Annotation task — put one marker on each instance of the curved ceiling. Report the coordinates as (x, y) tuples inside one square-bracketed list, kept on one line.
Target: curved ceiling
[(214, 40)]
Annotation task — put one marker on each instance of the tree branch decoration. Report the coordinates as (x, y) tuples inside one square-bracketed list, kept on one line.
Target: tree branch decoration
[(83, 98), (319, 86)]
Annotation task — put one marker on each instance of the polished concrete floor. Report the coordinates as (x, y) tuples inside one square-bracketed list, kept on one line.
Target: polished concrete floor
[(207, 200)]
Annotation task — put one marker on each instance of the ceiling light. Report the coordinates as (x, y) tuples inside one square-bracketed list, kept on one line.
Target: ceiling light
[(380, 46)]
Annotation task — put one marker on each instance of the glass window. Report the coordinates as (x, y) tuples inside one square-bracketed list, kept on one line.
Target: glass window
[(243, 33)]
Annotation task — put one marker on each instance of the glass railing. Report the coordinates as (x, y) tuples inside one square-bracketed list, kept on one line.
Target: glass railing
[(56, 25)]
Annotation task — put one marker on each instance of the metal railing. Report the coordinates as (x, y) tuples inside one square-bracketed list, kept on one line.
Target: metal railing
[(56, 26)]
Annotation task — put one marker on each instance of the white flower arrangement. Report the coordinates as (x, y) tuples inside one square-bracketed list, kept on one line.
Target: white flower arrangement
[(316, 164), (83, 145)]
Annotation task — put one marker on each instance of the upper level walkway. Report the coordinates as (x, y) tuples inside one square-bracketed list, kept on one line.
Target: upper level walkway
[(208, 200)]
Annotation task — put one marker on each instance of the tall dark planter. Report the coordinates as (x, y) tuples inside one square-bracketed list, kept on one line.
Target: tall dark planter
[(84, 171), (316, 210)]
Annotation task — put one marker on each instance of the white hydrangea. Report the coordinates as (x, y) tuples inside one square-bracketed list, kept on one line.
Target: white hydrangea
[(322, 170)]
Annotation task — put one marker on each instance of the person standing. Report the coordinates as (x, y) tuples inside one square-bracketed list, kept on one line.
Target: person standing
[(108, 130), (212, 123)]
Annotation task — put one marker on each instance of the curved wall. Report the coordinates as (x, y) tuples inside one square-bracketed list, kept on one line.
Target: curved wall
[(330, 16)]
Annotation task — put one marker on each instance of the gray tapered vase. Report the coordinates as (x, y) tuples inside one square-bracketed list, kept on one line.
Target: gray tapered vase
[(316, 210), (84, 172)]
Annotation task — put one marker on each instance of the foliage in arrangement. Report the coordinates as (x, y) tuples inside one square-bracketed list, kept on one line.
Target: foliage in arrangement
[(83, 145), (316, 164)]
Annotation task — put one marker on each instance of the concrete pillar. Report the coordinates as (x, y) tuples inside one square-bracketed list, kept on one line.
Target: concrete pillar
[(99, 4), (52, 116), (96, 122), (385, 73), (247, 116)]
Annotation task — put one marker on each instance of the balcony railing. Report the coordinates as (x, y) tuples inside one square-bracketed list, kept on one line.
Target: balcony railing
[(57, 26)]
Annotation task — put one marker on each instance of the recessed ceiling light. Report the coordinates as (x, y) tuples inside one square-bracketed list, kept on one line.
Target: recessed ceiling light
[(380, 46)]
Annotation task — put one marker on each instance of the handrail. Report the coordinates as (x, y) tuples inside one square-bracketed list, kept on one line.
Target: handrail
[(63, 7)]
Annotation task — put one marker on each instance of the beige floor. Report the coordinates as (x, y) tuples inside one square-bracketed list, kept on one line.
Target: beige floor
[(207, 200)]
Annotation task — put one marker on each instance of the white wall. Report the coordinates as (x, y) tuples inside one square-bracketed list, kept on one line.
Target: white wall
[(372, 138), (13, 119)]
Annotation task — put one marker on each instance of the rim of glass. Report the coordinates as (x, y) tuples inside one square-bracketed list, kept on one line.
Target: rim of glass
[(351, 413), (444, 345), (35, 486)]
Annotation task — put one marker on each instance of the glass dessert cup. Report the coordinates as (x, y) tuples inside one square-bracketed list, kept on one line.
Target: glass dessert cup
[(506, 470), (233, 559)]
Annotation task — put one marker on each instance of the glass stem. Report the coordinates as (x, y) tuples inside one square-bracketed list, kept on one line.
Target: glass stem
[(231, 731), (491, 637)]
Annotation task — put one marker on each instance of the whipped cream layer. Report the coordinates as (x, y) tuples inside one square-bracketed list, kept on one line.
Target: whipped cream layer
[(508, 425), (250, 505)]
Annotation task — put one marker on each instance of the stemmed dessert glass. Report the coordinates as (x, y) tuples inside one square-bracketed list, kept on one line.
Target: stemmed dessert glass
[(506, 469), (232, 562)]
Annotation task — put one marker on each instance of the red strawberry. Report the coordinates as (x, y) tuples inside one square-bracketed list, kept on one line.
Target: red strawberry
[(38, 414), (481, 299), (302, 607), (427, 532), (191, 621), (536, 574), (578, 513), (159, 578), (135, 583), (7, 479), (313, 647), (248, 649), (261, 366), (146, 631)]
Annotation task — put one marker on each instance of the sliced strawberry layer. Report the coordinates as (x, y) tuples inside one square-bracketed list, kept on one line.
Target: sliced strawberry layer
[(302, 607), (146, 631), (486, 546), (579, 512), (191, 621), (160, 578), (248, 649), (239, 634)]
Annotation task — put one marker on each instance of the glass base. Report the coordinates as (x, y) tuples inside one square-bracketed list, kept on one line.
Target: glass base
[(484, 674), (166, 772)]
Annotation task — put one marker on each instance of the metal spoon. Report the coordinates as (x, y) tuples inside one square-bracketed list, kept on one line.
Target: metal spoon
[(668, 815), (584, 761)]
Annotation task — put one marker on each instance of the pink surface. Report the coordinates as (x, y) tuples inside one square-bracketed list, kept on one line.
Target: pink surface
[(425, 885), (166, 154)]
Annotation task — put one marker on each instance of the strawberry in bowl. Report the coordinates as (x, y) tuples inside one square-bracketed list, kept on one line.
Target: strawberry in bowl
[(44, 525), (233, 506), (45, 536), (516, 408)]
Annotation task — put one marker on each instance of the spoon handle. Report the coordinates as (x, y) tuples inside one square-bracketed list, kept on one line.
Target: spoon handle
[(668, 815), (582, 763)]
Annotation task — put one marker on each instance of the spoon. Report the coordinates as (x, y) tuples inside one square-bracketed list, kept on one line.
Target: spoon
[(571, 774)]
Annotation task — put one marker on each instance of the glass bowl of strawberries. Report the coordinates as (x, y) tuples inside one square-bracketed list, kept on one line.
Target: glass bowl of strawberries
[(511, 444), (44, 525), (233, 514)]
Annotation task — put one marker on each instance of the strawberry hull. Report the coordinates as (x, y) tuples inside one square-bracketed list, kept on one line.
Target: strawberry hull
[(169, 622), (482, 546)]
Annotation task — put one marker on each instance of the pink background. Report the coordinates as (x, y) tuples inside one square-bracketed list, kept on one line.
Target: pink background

### What the task requires:
Write the listing out again, word for word, in its entirety.

### Answer to this problem:
Annotation task — put one marker on each instance of the curved ceiling. Report the coordinates as (x, y) tuples inside one square-bracketed list, kept on one line.
Target: curved ceiling
[(214, 40)]
Annotation task — put one marker on each instance of the tree branch decoration. Report the coordinates as (x, y) tuples inside one square-bracketed list, kept on one line.
Target: tree branch decoration
[(83, 98), (319, 86)]
Annotation task — put one marker on each instance of the polished concrete floor. Report the coordinates as (x, y) tuples inside one square-bracketed list, kept on one line.
Target: polished concrete floor
[(207, 200)]
Annotation task — put one marker on each instance of the ceiling light. Report the coordinates as (x, y) tuples inside one square-bracketed list, kept on one line.
Target: ceiling light
[(380, 46)]
Annotation task — put one marker on each instance of the glass window. Report the coordinates as (x, y) tuples inside one square-bracketed list, kept on one line.
Target: glass window
[(243, 33)]
Annotation task — put one marker on each instance of the glass railing. Report the coordinates as (x, y) tuples inside one square-bracketed list, kept on one line.
Target: glass railing
[(56, 25)]
Annotation task — put one marker on each instance of the metal railing. Report the coordinates as (x, y) tuples inside one square-bracketed list, kept on one line.
Target: metal railing
[(56, 26)]
Annotation task — put one marker on each instance of the white flower arrangement. Report the coordinates as (x, y) tuples inside one square-bracketed list, kept on one line.
Target: white flower arrangement
[(316, 164), (83, 145)]
Annotation task — put one marker on each instance of the upper level walkway. Report the coordinates as (x, y) tuples inside one square-bracketed list, kept on one line.
Target: upper level walkway
[(208, 200)]
Annotation task — put one marker on each instance of the tall dark planter. Report the coordinates as (x, y) tuples inside one square-bracketed list, kept on one line.
Target: tall dark planter
[(84, 171), (316, 210)]
Annotation task — put one marker on each instance of the white hydrangea. Report the coordinates as (x, y) tuples inside one square-bracketed list, kept on one line.
Target: white hydrangea
[(322, 170)]
Annotation task — put one marker on each instance of the person standing. Report the coordinates as (x, y) tuples inside one square-bracketed list, kept on one line.
Target: person standing
[(108, 130), (212, 123)]
Annotation task — put one marker on each instance of the curved wall. Report the coordinates as (x, y) tuples inside one square-bracketed list, kept on one line.
Target: curved wall
[(330, 16)]
Annotation task — put one marker on each instance of the gray tapered vase. Report the coordinates as (x, y) tuples inside one square-bracketed list, kept on one line.
Target: gray tapered vase
[(316, 210), (84, 172)]
Annotation task — put one marker on each instance of the foliage in arrangement. Report the coordinates as (x, y) tuples inside one square-bracketed list, kept on one line.
Target: foliage in arrangement
[(83, 145), (316, 164)]
Annotation task — put one marker on each instance of the concrete pillar. Report the coordinates as (x, y) tuples inside one square-bracketed list, kept on one line.
Target: concrete pillar
[(99, 4), (52, 116), (96, 122), (385, 73), (247, 116)]
Annotation task — put one marker on each instance of the balcony railing. Report the coordinates as (x, y) tuples inside one square-bracketed list, kept on one line.
Target: balcony railing
[(57, 26)]
Annotation task — put one marker on each instance of the recessed ceiling light. Report the coordinates as (x, y) tuples inside one square-bracketed list, kept on one line.
Target: recessed ceiling light
[(380, 46)]
Annotation task — put one marker on each instance of the handrail. Report the coordinates as (x, y) tuples inside one square-bracketed list, kept on one line.
Target: handrail
[(63, 7)]
Annotation task — put one marker on each instance of the beige floor. Report the coordinates as (x, y) tuples inside one square-bracketed list, kept on one line.
Target: beige floor
[(207, 200)]
Annotation task — put one marker on each instance of the white wall. Report the coordinates as (x, y) tuples inside one square-bracketed list, kept on one line.
Target: white wall
[(372, 138), (13, 119)]
Annotation task — put one marker on each instance of the rim of glass. Report the coordinates as (x, y) tuples inside one square-bracketed list, kept on one line.
Target: rim of glass
[(351, 413), (444, 345), (35, 486)]
Annotation task — put one marker on each instance of the glass dessert cup. Report the coordinates as (x, y) tuples inside one square-bracketed list, kept on one line.
Target: glass dessert cup
[(506, 470), (233, 559)]
Annotation task — put one marker on each instance of the glass stem. Report the coordinates as (x, y) tuples inside one square-bracketed list, kept on one line.
Target: glass stem
[(231, 731), (491, 637)]
Annotation task — put one marker on each instance of the whipped cream layer. Report the coordinates as (x, y) tuples inside one square-bracketed list, kept on one line.
Target: whipped cream layer
[(508, 425), (250, 505)]
Annotation task — put one marker on each instance of the stemmed dessert glass. Report the coordinates as (x, y) tuples inside one square-bracketed list, kept on one line.
Target: stemmed dessert glass
[(506, 469), (232, 562)]
Annotation task — put one marker on each instance of the red strawberry. Report the coordinates as (x, y) tuples inside one square-bracketed list, kept on one line.
Target: red strawberry
[(38, 414), (481, 299), (302, 607), (427, 532), (191, 621), (536, 574), (578, 513), (159, 578), (135, 583), (7, 479), (313, 647), (248, 649), (261, 366), (146, 631)]
Annotation task — put one marker on each instance of the sliced strawberry layer. Report the coordinates as (x, y) tuples inside one square-bracketed list, kept on one line.
Target: sliced strawberry layer
[(302, 607), (146, 631), (486, 546), (579, 512), (191, 621), (160, 578), (248, 649), (239, 634)]
Annotation task — put one marker on each instance of the glass base. Report the coordinates as (x, y) tuples inside one square-bracketed list, kept on one line.
Target: glass base
[(484, 674), (166, 772)]
Annotation task — put one marker on each instance of the metal spoon. Report the coordinates as (x, y) tuples inside one square-bracketed list, kept on one line.
Target: metal spoon
[(668, 815), (584, 761)]
Annotation task — put one marker on each instance of the pink surface. Report the coordinates as (x, y) tuples inside one square-bracketed list, kept on one line.
Target: pink surface
[(425, 885), (166, 154)]
Annotation task — put one marker on each instance of the strawberry in bowl. Report the coordinates as (x, y) tuples inside one square-bracketed list, kept on one line.
Target: strawberry in bowl
[(44, 525), (233, 506), (45, 536), (516, 408)]
Annotation task — put one marker on each instance of the spoon handle. Report the coordinates as (x, y) tuples inside one square-bracketed list, kept on one line.
Target: spoon handle
[(668, 815), (582, 763)]
Annotation task — put one marker on each instance of the spoon. Report the coordinates as (x, y) tuples inside one square-bracketed list, kept on one line.
Target: spoon
[(571, 774)]
Annotation task — put one marker on each instance of the glass bowl of strawberries. Report the coordinates as (x, y) tuples inside one square-bracketed list, kept on one line.
Target: glass bowl of strawberries
[(511, 444), (44, 525), (233, 514)]
Annotation task — put one marker on each instance of the strawberry hull. Report the coordinates as (x, y) tuples inside one square-bracketed list, kept on one line.
Target: strawberry hull
[(169, 622), (482, 546)]
Annotation task — put one marker on each instance of the pink background. Report the coordinates as (x, y) tuples inside one square-bracketed list, kept on one line.
Target: pink background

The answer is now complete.